▸ Text provided

The fallout of the Note 7’s demise


The Samsung Galaxy Note 7 just recently went into the history books for all the wrong reasons; It was canned just 53 days after launch due to its higher-than-usual tendency to burst into flames. Despite initially pinpointing the issue to a manufacturing flaw on batteries supplied by Samsung SDI, and switching to Amperex Technology as a new primary supplier, the new phones still burned up in largely the same manner as the pre-recall units. At that point, Samsung had to can the device just to make sure it didn’t cause any more damage than what it had already done.

Obviously, this is very bad news for Samsung, as the company’s share dropped by 8% after the announcement, with the company bracing for further financial impact and also leaves people concerned about the future of the company going forward.

In this post, I’m going to talk about the potential fallout of the demise of the Note 7 and what this means going forward.


Samsung’s arch-rival, Apple, might catch a lucky break

In what’s perhaps an obvious fallout, Samsung’s rivals will obviously get a chance to steal the spotlight.

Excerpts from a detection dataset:

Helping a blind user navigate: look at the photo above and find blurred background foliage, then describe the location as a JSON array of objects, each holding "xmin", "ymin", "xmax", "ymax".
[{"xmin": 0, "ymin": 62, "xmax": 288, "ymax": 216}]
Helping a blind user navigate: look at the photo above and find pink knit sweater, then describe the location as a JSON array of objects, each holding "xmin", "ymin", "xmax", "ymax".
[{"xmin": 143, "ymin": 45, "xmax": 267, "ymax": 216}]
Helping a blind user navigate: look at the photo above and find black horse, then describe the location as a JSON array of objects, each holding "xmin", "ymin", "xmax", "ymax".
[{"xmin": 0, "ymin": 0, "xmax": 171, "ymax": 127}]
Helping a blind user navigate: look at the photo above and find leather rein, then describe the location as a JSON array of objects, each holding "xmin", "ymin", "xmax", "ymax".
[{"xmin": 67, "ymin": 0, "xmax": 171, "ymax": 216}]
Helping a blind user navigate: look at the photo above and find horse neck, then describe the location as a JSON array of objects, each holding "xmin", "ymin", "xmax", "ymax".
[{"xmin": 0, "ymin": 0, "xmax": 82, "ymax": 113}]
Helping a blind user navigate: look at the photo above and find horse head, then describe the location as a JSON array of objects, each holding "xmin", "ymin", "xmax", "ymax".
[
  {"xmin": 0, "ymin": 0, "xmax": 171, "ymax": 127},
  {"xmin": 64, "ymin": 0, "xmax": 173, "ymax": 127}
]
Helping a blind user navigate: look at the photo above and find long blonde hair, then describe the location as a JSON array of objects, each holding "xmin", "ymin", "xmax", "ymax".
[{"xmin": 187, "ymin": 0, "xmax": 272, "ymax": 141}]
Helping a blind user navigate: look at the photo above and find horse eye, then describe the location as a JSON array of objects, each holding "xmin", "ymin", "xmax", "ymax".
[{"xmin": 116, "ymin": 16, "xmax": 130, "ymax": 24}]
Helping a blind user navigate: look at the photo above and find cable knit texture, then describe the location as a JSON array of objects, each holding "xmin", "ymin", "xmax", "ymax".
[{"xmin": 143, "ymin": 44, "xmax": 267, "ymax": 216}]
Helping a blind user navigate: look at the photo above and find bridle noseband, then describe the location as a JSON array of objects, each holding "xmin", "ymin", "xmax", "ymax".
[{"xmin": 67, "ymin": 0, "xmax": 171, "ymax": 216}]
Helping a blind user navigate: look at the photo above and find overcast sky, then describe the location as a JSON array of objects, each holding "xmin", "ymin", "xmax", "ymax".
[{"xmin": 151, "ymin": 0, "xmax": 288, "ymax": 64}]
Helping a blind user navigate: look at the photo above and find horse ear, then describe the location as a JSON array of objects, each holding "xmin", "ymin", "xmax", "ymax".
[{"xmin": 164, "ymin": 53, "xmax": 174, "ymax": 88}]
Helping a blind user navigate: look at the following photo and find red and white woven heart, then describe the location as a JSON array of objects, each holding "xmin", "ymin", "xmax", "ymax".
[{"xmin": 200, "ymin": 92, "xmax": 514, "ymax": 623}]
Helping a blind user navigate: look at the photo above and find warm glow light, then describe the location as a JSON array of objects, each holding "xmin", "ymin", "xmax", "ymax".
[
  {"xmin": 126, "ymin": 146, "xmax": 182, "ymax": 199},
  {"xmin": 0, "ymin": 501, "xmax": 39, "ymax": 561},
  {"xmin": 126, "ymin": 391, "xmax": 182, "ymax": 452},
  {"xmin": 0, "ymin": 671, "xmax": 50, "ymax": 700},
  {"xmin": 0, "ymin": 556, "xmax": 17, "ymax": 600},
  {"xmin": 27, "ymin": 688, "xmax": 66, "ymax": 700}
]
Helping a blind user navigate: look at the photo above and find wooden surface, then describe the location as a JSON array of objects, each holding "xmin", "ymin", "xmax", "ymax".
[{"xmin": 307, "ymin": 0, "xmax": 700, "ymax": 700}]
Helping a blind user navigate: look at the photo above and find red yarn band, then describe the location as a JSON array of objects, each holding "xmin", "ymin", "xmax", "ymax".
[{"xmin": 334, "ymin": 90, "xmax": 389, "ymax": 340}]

▸ Prompt
Reproduce word for word the passage of the Note 7 article starting with "Samsung’s arch-rival, Apple, might" and going on through "steal the spotlight.".

▸ Problem solution
Samsung’s arch-rival, Apple, might catch a lucky break

In what’s perhaps an obvious fallout, Samsung’s rivals will obviously get a chance to steal the spotlight.